> What you have to do
Identify every line in the items below that contains the word "head", with case counting, and copy each of those lines in full.

> Extracted records
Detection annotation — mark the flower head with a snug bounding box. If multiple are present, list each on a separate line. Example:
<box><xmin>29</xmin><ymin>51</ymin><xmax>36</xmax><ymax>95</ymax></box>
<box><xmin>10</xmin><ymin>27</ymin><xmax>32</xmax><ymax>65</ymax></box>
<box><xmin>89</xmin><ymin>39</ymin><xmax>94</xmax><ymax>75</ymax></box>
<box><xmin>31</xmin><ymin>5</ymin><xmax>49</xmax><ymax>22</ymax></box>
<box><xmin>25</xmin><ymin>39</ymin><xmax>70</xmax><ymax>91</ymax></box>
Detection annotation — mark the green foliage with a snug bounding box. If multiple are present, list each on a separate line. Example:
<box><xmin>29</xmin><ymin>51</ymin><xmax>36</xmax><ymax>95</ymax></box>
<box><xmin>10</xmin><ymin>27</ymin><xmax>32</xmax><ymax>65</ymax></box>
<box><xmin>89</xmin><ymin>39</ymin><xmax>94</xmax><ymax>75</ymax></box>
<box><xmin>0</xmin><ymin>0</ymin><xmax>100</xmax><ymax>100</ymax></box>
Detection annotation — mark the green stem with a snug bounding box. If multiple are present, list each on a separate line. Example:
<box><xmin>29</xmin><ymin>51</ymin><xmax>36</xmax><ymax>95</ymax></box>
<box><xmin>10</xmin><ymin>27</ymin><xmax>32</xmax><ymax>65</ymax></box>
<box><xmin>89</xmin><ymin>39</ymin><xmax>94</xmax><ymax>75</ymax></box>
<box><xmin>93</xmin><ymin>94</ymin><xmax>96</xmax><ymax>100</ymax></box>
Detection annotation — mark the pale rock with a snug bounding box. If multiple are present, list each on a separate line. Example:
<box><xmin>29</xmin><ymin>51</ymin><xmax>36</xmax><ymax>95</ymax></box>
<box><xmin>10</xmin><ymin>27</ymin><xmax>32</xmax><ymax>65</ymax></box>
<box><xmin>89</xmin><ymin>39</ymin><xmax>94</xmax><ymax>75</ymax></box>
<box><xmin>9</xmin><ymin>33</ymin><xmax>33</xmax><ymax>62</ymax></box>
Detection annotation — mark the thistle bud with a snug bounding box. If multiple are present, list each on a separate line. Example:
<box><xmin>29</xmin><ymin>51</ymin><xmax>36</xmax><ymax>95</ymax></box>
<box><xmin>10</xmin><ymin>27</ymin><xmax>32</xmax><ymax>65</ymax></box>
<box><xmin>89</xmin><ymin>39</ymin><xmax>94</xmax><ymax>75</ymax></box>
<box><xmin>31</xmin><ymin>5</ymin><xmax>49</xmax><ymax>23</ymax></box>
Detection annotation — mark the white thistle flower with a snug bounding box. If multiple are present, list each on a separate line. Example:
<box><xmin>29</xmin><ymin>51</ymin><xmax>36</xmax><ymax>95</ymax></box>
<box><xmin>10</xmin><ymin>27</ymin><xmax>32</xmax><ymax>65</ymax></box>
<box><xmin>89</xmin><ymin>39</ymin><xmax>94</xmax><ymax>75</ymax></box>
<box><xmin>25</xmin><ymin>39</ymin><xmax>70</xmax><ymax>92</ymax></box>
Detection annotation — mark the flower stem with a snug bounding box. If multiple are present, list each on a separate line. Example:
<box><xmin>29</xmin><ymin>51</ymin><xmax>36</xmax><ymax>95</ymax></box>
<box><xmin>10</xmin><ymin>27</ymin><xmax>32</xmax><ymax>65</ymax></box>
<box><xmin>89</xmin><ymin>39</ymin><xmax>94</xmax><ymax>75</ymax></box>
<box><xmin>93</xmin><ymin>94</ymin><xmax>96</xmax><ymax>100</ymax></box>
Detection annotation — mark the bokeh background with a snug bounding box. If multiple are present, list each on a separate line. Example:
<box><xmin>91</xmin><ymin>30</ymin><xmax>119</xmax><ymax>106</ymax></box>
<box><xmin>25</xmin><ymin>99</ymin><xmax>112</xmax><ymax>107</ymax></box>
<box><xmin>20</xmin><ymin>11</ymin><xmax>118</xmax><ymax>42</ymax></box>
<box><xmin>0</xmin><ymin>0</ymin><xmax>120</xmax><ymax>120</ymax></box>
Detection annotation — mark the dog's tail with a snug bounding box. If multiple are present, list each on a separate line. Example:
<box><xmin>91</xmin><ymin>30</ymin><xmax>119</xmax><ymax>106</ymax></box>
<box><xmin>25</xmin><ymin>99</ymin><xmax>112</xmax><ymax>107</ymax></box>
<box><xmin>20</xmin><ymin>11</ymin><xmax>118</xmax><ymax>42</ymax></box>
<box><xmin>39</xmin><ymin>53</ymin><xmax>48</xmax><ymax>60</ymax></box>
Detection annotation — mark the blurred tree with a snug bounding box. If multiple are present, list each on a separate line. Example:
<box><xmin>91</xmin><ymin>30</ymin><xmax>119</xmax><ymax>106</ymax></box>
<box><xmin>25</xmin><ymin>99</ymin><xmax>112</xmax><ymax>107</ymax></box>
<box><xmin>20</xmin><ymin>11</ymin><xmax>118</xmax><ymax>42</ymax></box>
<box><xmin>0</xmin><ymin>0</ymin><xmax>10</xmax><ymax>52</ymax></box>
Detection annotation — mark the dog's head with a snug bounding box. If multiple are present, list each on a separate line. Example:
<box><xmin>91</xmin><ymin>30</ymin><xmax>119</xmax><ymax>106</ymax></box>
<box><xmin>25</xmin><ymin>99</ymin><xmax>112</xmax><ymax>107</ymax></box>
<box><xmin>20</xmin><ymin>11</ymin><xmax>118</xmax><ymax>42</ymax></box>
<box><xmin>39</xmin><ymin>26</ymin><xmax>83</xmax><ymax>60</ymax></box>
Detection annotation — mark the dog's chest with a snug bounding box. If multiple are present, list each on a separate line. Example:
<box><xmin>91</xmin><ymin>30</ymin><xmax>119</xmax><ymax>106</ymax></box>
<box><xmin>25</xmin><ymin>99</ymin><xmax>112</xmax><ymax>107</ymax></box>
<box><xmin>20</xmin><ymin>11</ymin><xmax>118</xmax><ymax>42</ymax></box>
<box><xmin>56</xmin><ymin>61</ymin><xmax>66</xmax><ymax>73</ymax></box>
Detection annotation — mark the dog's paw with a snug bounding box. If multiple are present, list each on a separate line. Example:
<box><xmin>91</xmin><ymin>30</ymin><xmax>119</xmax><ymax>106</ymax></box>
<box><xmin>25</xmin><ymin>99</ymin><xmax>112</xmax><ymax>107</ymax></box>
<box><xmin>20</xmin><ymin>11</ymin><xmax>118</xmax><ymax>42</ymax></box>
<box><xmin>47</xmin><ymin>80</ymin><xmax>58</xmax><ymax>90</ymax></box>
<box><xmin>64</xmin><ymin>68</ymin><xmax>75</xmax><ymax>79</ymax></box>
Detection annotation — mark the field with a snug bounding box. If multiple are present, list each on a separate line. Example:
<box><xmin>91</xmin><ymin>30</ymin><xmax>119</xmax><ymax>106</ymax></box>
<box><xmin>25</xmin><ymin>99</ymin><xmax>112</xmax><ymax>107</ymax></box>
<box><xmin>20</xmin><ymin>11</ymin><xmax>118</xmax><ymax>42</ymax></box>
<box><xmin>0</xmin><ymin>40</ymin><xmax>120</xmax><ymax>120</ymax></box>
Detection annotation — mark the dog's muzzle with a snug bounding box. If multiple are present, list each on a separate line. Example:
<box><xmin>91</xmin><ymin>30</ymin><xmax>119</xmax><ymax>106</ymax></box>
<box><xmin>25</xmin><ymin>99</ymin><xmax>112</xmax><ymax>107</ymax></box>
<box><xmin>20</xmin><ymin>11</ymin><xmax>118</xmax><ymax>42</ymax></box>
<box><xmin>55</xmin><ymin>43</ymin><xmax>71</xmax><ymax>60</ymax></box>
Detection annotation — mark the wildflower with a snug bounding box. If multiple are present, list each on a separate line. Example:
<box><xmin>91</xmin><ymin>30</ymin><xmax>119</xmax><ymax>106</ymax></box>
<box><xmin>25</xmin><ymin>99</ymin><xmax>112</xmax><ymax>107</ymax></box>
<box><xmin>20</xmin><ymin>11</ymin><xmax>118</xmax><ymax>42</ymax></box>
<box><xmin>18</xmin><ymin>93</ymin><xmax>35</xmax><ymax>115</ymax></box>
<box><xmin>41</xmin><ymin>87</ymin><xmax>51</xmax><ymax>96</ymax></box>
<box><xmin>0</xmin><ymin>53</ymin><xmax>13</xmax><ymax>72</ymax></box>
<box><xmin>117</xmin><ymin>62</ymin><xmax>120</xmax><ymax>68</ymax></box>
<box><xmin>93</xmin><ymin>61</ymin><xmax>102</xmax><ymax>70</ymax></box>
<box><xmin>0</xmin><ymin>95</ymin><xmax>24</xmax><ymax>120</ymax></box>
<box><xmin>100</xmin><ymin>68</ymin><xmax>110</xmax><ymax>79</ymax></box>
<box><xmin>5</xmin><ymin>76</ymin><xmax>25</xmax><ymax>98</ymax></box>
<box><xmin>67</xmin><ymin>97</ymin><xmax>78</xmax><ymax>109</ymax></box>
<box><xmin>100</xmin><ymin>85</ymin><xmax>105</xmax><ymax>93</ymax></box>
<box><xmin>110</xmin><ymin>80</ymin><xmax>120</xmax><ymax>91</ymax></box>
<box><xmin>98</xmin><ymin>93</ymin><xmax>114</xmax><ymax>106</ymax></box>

> Exercise response
Detection annotation — mark the flower head with a snug bounding box. If multiple are present, list each on a separate line. Example:
Detection annotation — mark the dog's head with a snug bounding box. If multiple are present, list each on a separate line. Example:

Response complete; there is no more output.